What to work on:
Without omitting anything, return the records precisely as given.

Records for the exercise:
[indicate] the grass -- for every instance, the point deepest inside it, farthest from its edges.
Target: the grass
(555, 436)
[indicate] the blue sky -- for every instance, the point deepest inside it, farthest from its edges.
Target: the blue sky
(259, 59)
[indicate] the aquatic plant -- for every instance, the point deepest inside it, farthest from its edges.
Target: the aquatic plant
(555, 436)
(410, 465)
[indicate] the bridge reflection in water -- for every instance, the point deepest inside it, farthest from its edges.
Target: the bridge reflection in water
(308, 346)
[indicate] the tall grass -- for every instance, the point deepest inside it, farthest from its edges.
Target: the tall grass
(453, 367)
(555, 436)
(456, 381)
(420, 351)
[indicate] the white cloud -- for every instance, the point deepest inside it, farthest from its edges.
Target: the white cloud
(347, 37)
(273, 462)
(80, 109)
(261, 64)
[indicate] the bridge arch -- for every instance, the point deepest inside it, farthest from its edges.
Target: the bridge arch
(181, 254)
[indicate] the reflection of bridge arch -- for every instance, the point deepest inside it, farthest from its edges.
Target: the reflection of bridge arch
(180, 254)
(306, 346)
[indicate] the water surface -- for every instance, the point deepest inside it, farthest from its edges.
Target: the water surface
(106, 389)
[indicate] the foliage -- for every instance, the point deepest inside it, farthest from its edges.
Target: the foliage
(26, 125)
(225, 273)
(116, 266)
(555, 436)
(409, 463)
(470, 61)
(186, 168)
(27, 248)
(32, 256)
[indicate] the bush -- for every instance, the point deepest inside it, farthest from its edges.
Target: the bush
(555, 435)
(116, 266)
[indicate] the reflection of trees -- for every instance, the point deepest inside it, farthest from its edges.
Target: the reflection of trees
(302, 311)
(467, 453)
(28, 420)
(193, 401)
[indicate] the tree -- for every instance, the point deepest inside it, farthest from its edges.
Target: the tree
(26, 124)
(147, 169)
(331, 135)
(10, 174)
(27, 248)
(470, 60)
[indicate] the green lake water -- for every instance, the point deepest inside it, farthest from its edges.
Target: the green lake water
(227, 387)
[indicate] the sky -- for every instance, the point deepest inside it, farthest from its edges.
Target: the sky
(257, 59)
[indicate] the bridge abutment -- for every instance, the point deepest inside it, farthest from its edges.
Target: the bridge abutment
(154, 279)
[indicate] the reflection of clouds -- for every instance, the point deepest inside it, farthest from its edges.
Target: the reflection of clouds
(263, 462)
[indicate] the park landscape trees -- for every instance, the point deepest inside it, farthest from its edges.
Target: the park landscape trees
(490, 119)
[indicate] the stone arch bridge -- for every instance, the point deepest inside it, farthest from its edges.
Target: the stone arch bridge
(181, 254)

Written response:
[indicate] the grass -- for every instance, the point deepest inside it, farthest from its edges.
Target: the grass
(555, 436)
[indicate] the blue sky -- for every instance, the point deepest inside it, farthest from its edges.
Target: the blue sky
(259, 59)
[indicate] the aquatic plant -- for every instance, the point deepest inside it, farthest from its edges.
Target: the aquatic plant
(555, 436)
(410, 465)
[indicate] the bridge reflection in water -- for every instance, the point deepest inside it, farthest from its edges.
Target: the bridge reflection in water
(308, 346)
[indicate] the tall grass -- for every instance, the point deepest inside it, farthest from its edges.
Target: the tall grass
(453, 367)
(555, 436)
(456, 381)
(420, 351)
[indicate] the white cloud -- for every instance, the point deepest inside it, farthest from its edges.
Target: the white cloud
(347, 37)
(273, 462)
(80, 109)
(261, 64)
[indicate] the bridge arch -- for every instance, the point deepest inside it, farthest from its edges.
Target: the bridge arch
(181, 254)
[indicate] the reflection of bridge arch -- for every instance, the point deepest inside it, farthest from its edges.
Target: the reflection of bridge arch
(180, 254)
(306, 346)
[indicate] the water surface -- for every instance, the point deepest inside it, farthest from its edges.
Target: the water surface
(106, 389)
[indicate] the foliage -- for every instance, the point deepest inside it, farthest from its edges.
Target: the foliage
(26, 125)
(225, 273)
(116, 266)
(555, 436)
(409, 463)
(470, 61)
(186, 168)
(27, 248)
(32, 256)
[indicate] the bush -- for every instance, the point deepest inside it, farthest from its edges.
Target: the bush
(555, 435)
(116, 266)
[indicate] the reflection of trees -- for every instance, the point deepest inside it, farthest from its edges.
Target: the reflection of trees
(302, 311)
(467, 453)
(28, 420)
(193, 401)
[indicate] the tree -- for every instance, the point deepest inside it, farthest from its edges.
Target: the tree
(26, 124)
(147, 169)
(331, 135)
(10, 174)
(27, 248)
(470, 60)
[indicate] the green lake water -- for every instance, the point deepest inside it, farthest from its edges.
Target: the green lake water
(227, 387)
[indicate] the sky -- for every instance, the point deepest inside it, farthest from its edges.
Target: the sky
(257, 59)
[indicate] the bridge abutment -- for every instance, the point deepest inside it, farthest from its edges.
Target: the bridge abutment
(154, 279)
[indicate] the reflection of clouds -- for every instance, the point deepest inside it, farthest from its edges.
Target: the reflection of clouds
(263, 462)
[indicate] the park landscape trees -- for every instance, the point deepest inside it, farthest from its edges.
Target: the park landscape trees
(490, 119)
[indicate] the stone arch bridge -- for every instance, the point deepest inside it, farthest from its edges.
Target: the stone arch bridge
(181, 254)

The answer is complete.